C’est la plus grosse affaire de travail dissimulé en France, qui plus est sur un chantier très sensible, celui de l’EPR de Flamanville – censé incarner la nouvelle génération de centrale nucléaire française. Cinq sociétés, dont le géant Bouygues TP, ont été condamnées mardi par le tribunal de Cherbourg, dans la Manche, pour ne pas avoir déclaré l’emploi de 460 travailleurs entre 2008 et 2012. Des travailleurs qui étaient pourtant détachés, venus de Pologne et de Roumanie, et coûtaient déjà moins que leurs homologues français.

Des travailleurs non déclarés sur le chantier de l’EPR. Initié par EDF, le chantier de la centrale nucléaire EPR de Flamanville a été confié à Bouygues Travaux Public. Ce dernier a ensuite eu recours à plusieurs sous-traitants pour mener à bien ces travaux : la société Welbond Armatures et Quille, qui est sa propre filiale. Ces dernières ont ensuite confié à deux entreprises le soin de trouver des travailleurs : l'agence d'intérim Atlanco, basée à Chypre, et la société roumaine de BTP Elco.

Sauf que des contrôles sur place ont montré qu’une partie des employés de ce chantier pharaonique n’étaient pas déclarés : 163 ouvriers polonais et 297 ouvriers roumains. Atlanco et BTP Elco étaient donc poursuivis pour "travail dissimulé, dissimulation de salariés, prêt illicite de main-d’œuvre et marchandage". Welbond Armatures, Quille et Bouygues TP étaient, eux, poursuivis pour "recours aux services d'une entreprise pratiquant le travail dissimulé, prêt illicite de main-d’œuvre et marchandage".

Bouygues et quatre sous-traitants condamnés. Les quatre sous-traitants de Bouygues ont été condamnés à des amendes allant de 5.000 à 70.000 euros, ce qui était attendu. Le sort de Bouygues était en revanche plus incertain, ce dernier martelant qu’il n’était pas au courant et avait fait confiance à ses sous-traitants. A en croire ses avocats, le groupe aurait été victime de leurs pratiques.

CONSIGNES.
1. D'après le texte cité, quel tribunal a condamné les cinq sociétés ?
2. Indiquez si chacune des affirmations suivantes est conforme au texte cité, en répondant par oui ou non et en citant les mots décisifs du texte. (a) L'agence d'intérim Atlanco est basée en Roumanie. (b) Les sous-traitants de Bouygues ont reçu des amendes allant de 5.000 à 70.000 euros. (c) Le chantier de la centrale EPR de Flamanville a été confié à Bouygues Travaux Public.

DONNÉES ENREGISTRÉES.
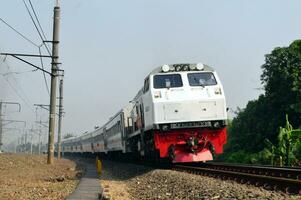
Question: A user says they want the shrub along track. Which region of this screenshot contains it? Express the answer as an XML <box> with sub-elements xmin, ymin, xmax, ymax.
<box><xmin>171</xmin><ymin>162</ymin><xmax>301</xmax><ymax>194</ymax></box>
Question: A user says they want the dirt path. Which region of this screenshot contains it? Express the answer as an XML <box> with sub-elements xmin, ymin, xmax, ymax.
<box><xmin>0</xmin><ymin>154</ymin><xmax>81</xmax><ymax>200</ymax></box>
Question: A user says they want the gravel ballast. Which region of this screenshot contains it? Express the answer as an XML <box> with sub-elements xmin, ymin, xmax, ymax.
<box><xmin>101</xmin><ymin>161</ymin><xmax>301</xmax><ymax>200</ymax></box>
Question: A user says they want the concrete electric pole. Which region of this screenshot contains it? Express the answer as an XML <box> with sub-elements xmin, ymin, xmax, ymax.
<box><xmin>47</xmin><ymin>0</ymin><xmax>60</xmax><ymax>164</ymax></box>
<box><xmin>0</xmin><ymin>101</ymin><xmax>3</xmax><ymax>153</ymax></box>
<box><xmin>0</xmin><ymin>101</ymin><xmax>21</xmax><ymax>152</ymax></box>
<box><xmin>57</xmin><ymin>77</ymin><xmax>64</xmax><ymax>159</ymax></box>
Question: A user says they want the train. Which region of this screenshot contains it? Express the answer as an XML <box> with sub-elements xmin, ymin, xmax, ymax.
<box><xmin>62</xmin><ymin>63</ymin><xmax>227</xmax><ymax>163</ymax></box>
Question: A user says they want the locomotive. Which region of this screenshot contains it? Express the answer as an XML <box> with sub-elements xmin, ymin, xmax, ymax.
<box><xmin>62</xmin><ymin>63</ymin><xmax>227</xmax><ymax>163</ymax></box>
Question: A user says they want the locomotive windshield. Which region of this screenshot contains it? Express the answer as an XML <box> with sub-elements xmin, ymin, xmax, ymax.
<box><xmin>188</xmin><ymin>72</ymin><xmax>217</xmax><ymax>86</ymax></box>
<box><xmin>154</xmin><ymin>74</ymin><xmax>183</xmax><ymax>89</ymax></box>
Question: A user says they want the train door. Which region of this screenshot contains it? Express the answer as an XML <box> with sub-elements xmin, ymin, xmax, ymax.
<box><xmin>141</xmin><ymin>77</ymin><xmax>153</xmax><ymax>130</ymax></box>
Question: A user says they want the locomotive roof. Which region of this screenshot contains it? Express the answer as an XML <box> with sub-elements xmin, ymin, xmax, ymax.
<box><xmin>148</xmin><ymin>63</ymin><xmax>214</xmax><ymax>76</ymax></box>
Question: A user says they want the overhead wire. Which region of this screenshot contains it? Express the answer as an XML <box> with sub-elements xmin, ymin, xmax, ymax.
<box><xmin>28</xmin><ymin>0</ymin><xmax>51</xmax><ymax>55</ymax></box>
<box><xmin>0</xmin><ymin>17</ymin><xmax>39</xmax><ymax>47</ymax></box>
<box><xmin>2</xmin><ymin>57</ymin><xmax>34</xmax><ymax>113</ymax></box>
<box><xmin>22</xmin><ymin>0</ymin><xmax>51</xmax><ymax>95</ymax></box>
<box><xmin>39</xmin><ymin>47</ymin><xmax>50</xmax><ymax>95</ymax></box>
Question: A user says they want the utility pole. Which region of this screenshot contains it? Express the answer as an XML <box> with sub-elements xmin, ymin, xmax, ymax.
<box><xmin>0</xmin><ymin>101</ymin><xmax>21</xmax><ymax>152</ymax></box>
<box><xmin>47</xmin><ymin>0</ymin><xmax>60</xmax><ymax>164</ymax></box>
<box><xmin>0</xmin><ymin>101</ymin><xmax>3</xmax><ymax>153</ymax></box>
<box><xmin>57</xmin><ymin>77</ymin><xmax>64</xmax><ymax>159</ymax></box>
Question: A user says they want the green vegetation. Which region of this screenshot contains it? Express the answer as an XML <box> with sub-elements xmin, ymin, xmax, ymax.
<box><xmin>219</xmin><ymin>40</ymin><xmax>301</xmax><ymax>165</ymax></box>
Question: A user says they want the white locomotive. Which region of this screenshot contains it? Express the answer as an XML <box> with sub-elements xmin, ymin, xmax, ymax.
<box><xmin>62</xmin><ymin>63</ymin><xmax>227</xmax><ymax>162</ymax></box>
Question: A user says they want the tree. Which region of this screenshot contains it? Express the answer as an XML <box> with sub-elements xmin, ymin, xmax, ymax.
<box><xmin>225</xmin><ymin>40</ymin><xmax>301</xmax><ymax>164</ymax></box>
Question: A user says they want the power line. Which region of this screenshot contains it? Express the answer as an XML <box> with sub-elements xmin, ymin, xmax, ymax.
<box><xmin>22</xmin><ymin>0</ymin><xmax>51</xmax><ymax>95</ymax></box>
<box><xmin>0</xmin><ymin>17</ymin><xmax>39</xmax><ymax>47</ymax></box>
<box><xmin>28</xmin><ymin>0</ymin><xmax>51</xmax><ymax>55</ymax></box>
<box><xmin>39</xmin><ymin>47</ymin><xmax>50</xmax><ymax>95</ymax></box>
<box><xmin>22</xmin><ymin>0</ymin><xmax>51</xmax><ymax>55</ymax></box>
<box><xmin>2</xmin><ymin>59</ymin><xmax>35</xmax><ymax>113</ymax></box>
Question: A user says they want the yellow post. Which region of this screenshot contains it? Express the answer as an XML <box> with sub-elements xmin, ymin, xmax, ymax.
<box><xmin>96</xmin><ymin>156</ymin><xmax>102</xmax><ymax>175</ymax></box>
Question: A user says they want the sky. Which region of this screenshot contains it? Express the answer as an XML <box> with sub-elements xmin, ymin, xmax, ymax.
<box><xmin>0</xmin><ymin>0</ymin><xmax>301</xmax><ymax>148</ymax></box>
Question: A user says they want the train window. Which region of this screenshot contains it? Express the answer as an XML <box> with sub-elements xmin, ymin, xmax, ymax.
<box><xmin>187</xmin><ymin>72</ymin><xmax>217</xmax><ymax>86</ymax></box>
<box><xmin>154</xmin><ymin>74</ymin><xmax>183</xmax><ymax>89</ymax></box>
<box><xmin>143</xmin><ymin>77</ymin><xmax>149</xmax><ymax>93</ymax></box>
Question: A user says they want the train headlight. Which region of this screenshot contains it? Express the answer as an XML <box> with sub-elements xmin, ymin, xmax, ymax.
<box><xmin>214</xmin><ymin>87</ymin><xmax>222</xmax><ymax>94</ymax></box>
<box><xmin>183</xmin><ymin>65</ymin><xmax>189</xmax><ymax>71</ymax></box>
<box><xmin>154</xmin><ymin>91</ymin><xmax>161</xmax><ymax>99</ymax></box>
<box><xmin>175</xmin><ymin>65</ymin><xmax>182</xmax><ymax>72</ymax></box>
<box><xmin>196</xmin><ymin>63</ymin><xmax>205</xmax><ymax>70</ymax></box>
<box><xmin>162</xmin><ymin>65</ymin><xmax>169</xmax><ymax>72</ymax></box>
<box><xmin>189</xmin><ymin>65</ymin><xmax>196</xmax><ymax>70</ymax></box>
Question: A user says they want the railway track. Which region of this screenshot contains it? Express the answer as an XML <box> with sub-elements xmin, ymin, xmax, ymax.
<box><xmin>171</xmin><ymin>163</ymin><xmax>301</xmax><ymax>194</ymax></box>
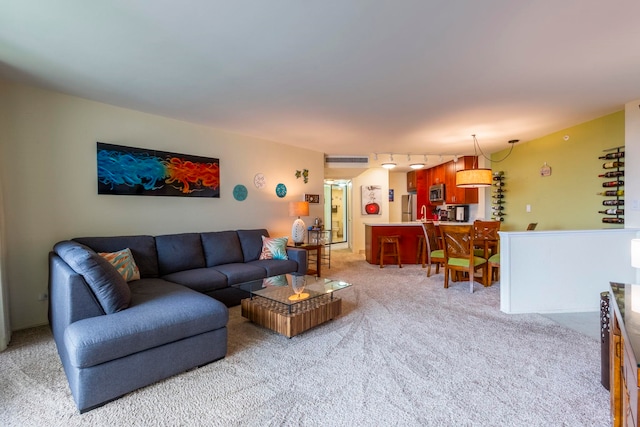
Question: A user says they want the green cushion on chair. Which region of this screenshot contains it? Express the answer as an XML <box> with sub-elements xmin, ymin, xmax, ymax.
<box><xmin>449</xmin><ymin>257</ymin><xmax>487</xmax><ymax>268</ymax></box>
<box><xmin>431</xmin><ymin>249</ymin><xmax>444</xmax><ymax>258</ymax></box>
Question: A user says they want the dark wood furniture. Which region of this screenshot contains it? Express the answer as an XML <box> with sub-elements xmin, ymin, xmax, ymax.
<box><xmin>440</xmin><ymin>225</ymin><xmax>487</xmax><ymax>292</ymax></box>
<box><xmin>609</xmin><ymin>282</ymin><xmax>640</xmax><ymax>426</ymax></box>
<box><xmin>364</xmin><ymin>223</ymin><xmax>423</xmax><ymax>264</ymax></box>
<box><xmin>288</xmin><ymin>243</ymin><xmax>324</xmax><ymax>277</ymax></box>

RÉPONSES.
1. Le tribunal de Cherbourg, dans la Manche.

2.
(a) Non : « l'agence d'intérim Atlanco, basée à Chypre ».
(b) Oui : « condamnés à des amendes allant de 5.000 à 70.000 euros ».
(c) Oui : « le chantier de la centrale nucléaire EPR de Flamanville a été confié à Bouygues Travaux Public ».